--- Begin Selected passage ---

I'm a little surprised at some of the hostility towards people exploring this area of cube design, as it’s not even really new to riptide. In this article written by someone we may all know, we are reminded that one of the lessons of M14 is to "vary and limit your removal" so as to avoid the slow and "exquisite torture of being digested by a self-satisfied blue mage or sarlacc." My cube, I will admit, is an extreme example of that principle, but if I should choose to run a lower power format, and design it around the concept of varied and limited removal because WOTZ hit it out of the park a couple times doing just that--I really don't see what’s wrong with doing so.
 

Eric Chan

Hyalopterous Lemure
Staff member
Yeah, every forum has its biases, even if people don't want to look in the mirror and admit it. As much as we like to say we aren't about power-max here at Riptide Lab, there's still very much an expectation that everyone's cubes are of the very-high-powered-just-not-with-stupid-cards mold. It makes it hard for people with cubes of different shapes and sizes to "fit in" here, as it were, but I'm glad you're doing just that, Grillo.
 
Opponent goes t1 Champion of the Parish, t2 Gather the Townsfolk on the play. Hits you for 3. You untap and Volcanic Hammer the champ. They untap, hit you for 2, then play Fabled Hero. You untap, cast Augur of Bolas, hit a Hero's Downfall, pass. They untap, Bonds of Faith their Fabled Hero and smash you, leaving up 1W.

Opponent goes t1 Champion of the parish, t2 Gather the Townsfolk on the play. Before combat you Lightning Bolt the champ. Untap, t2 Augur of Bolas hitting a Hero's Downfall. They untap, no attacks, no spells for the turn. You untap, land go. They untap, land, Fabled Hero leaving up W, go.

I loved this post except I think the example is kinda super wrongheaded. For one, I would have just as much luck against that start with a shock as a bolt. It feels pretty wrong killing 1 drops with 2cc spells, but thats why one drops are good and I can get behind that entirely, but what you have to remember is unless you are really holding the right card for the job, most of the strong white and black removal options tend to fall between the 2-3 cc mark. I guess white has it's ousts and whatever and I'm probably not giving those the credit they deserve.

I really feel for whoever is playing this Auger - Hammer - Demise deck too, that guy was probably really reaching.

Ah I could go on and on about this subject, but truly I am glad grillo is having such a great time with the cube he's decided to sculpt, and all this conversation has been serving to make me really want to draft some triple theros as MC was saying. If he's got a great format for building megadorks and making control decks around profitable blocks, more power to him. I've enjoyed those formats and although I find combat somewhat daunting sometimes, I really think more cubes could use more emphasis on blocking.

I've got a lot of angles I'd like to cover here, but I keep getting drawn back to 2 points when I see these posts.

--- End Selected passage ---
--- Begin Extracted material ---

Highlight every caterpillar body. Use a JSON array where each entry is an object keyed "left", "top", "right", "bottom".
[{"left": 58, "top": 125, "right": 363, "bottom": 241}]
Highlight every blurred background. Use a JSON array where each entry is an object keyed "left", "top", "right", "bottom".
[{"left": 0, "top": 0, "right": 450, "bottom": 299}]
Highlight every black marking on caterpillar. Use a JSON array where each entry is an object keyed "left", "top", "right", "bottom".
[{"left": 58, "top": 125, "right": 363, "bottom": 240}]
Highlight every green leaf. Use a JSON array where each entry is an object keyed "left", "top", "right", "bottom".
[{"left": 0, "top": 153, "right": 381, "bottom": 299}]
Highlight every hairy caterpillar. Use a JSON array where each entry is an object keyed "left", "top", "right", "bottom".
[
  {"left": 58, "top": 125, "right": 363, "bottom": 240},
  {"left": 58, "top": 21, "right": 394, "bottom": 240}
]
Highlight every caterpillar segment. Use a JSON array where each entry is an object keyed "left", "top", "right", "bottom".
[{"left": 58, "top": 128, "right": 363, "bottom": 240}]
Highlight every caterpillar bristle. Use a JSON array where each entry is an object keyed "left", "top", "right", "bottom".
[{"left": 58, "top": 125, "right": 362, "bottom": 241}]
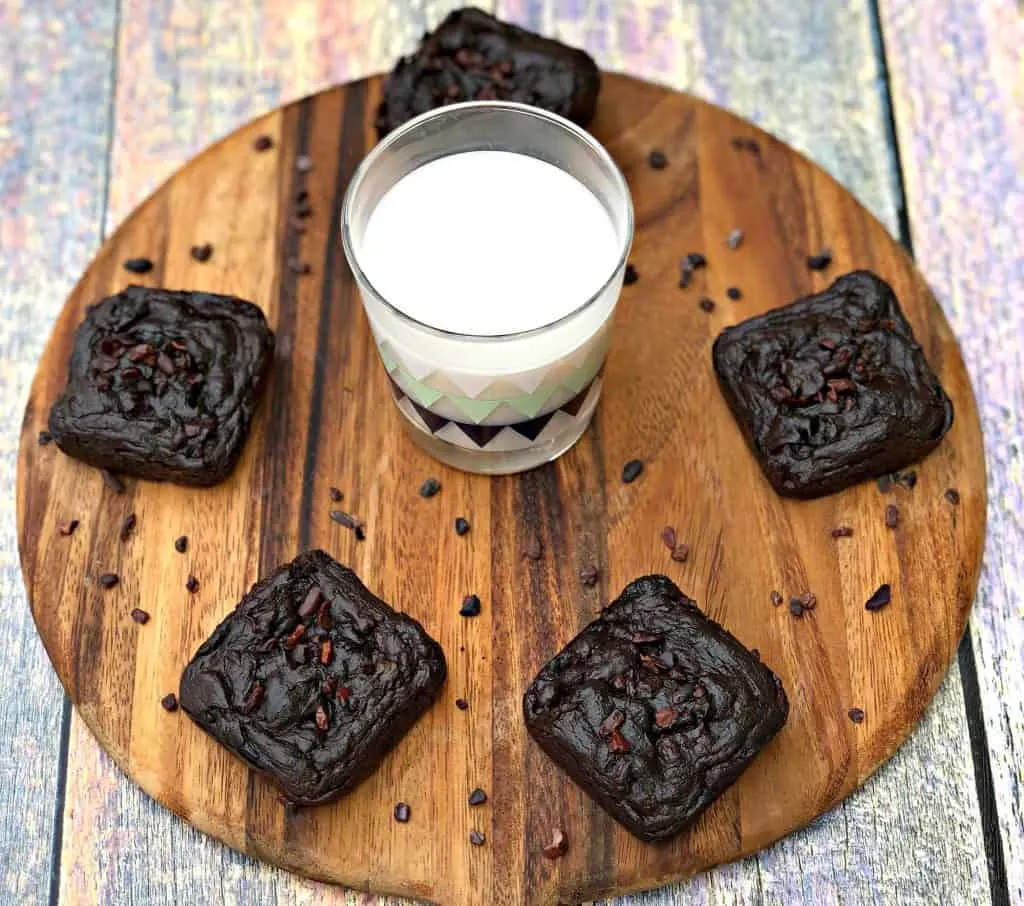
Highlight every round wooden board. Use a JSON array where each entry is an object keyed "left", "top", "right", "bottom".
[{"left": 17, "top": 76, "right": 985, "bottom": 906}]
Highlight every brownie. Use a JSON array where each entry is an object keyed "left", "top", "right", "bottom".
[
  {"left": 523, "top": 575, "right": 788, "bottom": 842},
  {"left": 49, "top": 287, "right": 273, "bottom": 485},
  {"left": 712, "top": 270, "right": 953, "bottom": 498},
  {"left": 179, "top": 551, "right": 446, "bottom": 806},
  {"left": 377, "top": 7, "right": 601, "bottom": 138}
]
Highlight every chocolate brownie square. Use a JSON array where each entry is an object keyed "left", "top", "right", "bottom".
[
  {"left": 179, "top": 551, "right": 446, "bottom": 806},
  {"left": 712, "top": 270, "right": 953, "bottom": 498},
  {"left": 377, "top": 7, "right": 601, "bottom": 138},
  {"left": 49, "top": 287, "right": 273, "bottom": 485},
  {"left": 523, "top": 575, "right": 788, "bottom": 842}
]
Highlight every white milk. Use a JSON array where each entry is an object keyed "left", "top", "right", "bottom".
[{"left": 358, "top": 150, "right": 622, "bottom": 337}]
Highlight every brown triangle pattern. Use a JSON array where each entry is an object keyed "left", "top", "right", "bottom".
[{"left": 389, "top": 368, "right": 604, "bottom": 447}]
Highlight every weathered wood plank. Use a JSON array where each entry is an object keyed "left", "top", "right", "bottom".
[
  {"left": 0, "top": 0, "right": 115, "bottom": 903},
  {"left": 881, "top": 0, "right": 1024, "bottom": 902},
  {"left": 44, "top": 0, "right": 984, "bottom": 906},
  {"left": 499, "top": 0, "right": 988, "bottom": 906}
]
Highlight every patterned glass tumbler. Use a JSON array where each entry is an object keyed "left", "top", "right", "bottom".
[{"left": 342, "top": 101, "right": 633, "bottom": 474}]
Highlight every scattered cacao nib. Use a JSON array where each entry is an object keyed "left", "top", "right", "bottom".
[
  {"left": 99, "top": 469, "right": 125, "bottom": 493},
  {"left": 729, "top": 135, "right": 761, "bottom": 155},
  {"left": 459, "top": 595, "right": 480, "bottom": 616},
  {"left": 807, "top": 249, "right": 831, "bottom": 270},
  {"left": 120, "top": 513, "right": 138, "bottom": 542},
  {"left": 298, "top": 586, "right": 324, "bottom": 619},
  {"left": 797, "top": 592, "right": 818, "bottom": 610},
  {"left": 242, "top": 682, "right": 266, "bottom": 715},
  {"left": 544, "top": 827, "right": 569, "bottom": 859},
  {"left": 662, "top": 525, "right": 676, "bottom": 551},
  {"left": 864, "top": 583, "right": 892, "bottom": 611},
  {"left": 124, "top": 258, "right": 153, "bottom": 273},
  {"left": 672, "top": 544, "right": 690, "bottom": 563},
  {"left": 597, "top": 708, "right": 626, "bottom": 739},
  {"left": 313, "top": 704, "right": 328, "bottom": 733},
  {"left": 188, "top": 243, "right": 213, "bottom": 264},
  {"left": 623, "top": 460, "right": 643, "bottom": 484},
  {"left": 608, "top": 730, "right": 633, "bottom": 754},
  {"left": 654, "top": 707, "right": 679, "bottom": 730},
  {"left": 331, "top": 510, "right": 359, "bottom": 528},
  {"left": 522, "top": 531, "right": 544, "bottom": 560},
  {"left": 647, "top": 148, "right": 669, "bottom": 170}
]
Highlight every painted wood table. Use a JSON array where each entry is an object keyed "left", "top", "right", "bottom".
[{"left": 0, "top": 0, "right": 1024, "bottom": 906}]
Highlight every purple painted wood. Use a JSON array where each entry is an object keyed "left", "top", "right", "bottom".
[
  {"left": 881, "top": 0, "right": 1024, "bottom": 903},
  {"left": 0, "top": 0, "right": 115, "bottom": 903},
  {"left": 0, "top": 0, "right": 1007, "bottom": 906}
]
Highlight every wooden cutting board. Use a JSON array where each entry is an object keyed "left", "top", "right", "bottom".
[{"left": 17, "top": 76, "right": 985, "bottom": 906}]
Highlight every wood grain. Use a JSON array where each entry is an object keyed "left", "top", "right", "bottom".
[
  {"left": 18, "top": 77, "right": 984, "bottom": 906},
  {"left": 0, "top": 0, "right": 116, "bottom": 903},
  {"left": 881, "top": 0, "right": 1024, "bottom": 902},
  {"left": 12, "top": 0, "right": 995, "bottom": 906}
]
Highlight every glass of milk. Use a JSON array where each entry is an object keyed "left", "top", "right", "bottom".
[{"left": 342, "top": 101, "right": 633, "bottom": 474}]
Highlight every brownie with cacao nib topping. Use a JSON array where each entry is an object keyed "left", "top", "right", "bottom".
[
  {"left": 179, "top": 551, "right": 446, "bottom": 806},
  {"left": 377, "top": 7, "right": 601, "bottom": 138},
  {"left": 49, "top": 287, "right": 273, "bottom": 485},
  {"left": 523, "top": 575, "right": 788, "bottom": 842},
  {"left": 712, "top": 270, "right": 953, "bottom": 498}
]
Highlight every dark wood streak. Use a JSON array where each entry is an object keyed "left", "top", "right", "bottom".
[
  {"left": 245, "top": 98, "right": 313, "bottom": 849},
  {"left": 299, "top": 81, "right": 367, "bottom": 550},
  {"left": 19, "top": 77, "right": 984, "bottom": 906}
]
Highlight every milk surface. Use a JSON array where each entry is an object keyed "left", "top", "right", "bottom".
[{"left": 359, "top": 150, "right": 621, "bottom": 337}]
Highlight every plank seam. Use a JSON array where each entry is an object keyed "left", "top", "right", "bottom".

--- End Extracted material ---

# Direction 1
Reproduce the cube design discussion from "I loved this" up to and including "credit they deserve.".
# Direction 2
Identify every line in the entries that contains the string "glass", and copy each one.

# Task response 1
I loved this post except I think the example is kinda super wrongheaded. For one, I would have just as much luck against that start with a shock as a bolt. It feels pretty wrong killing 1 drops with 2cc spells, but thats why one drops are good and I can get behind that entirely, but what you have to remember is unless you are really holding the right card for the job, most of the strong white and black removal options tend to fall between the 2-3 cc mark. I guess white has it's ousts and whatever and I'm probably not giving those the credit they deserve.

# Task response 2
Highlight every patterned glass tumbler. Use a JSON array where each entry is an object keyed "left", "top", "right", "bottom".
Highlight every glass of milk. Use a JSON array where each entry is an object keyed "left", "top", "right", "bottom".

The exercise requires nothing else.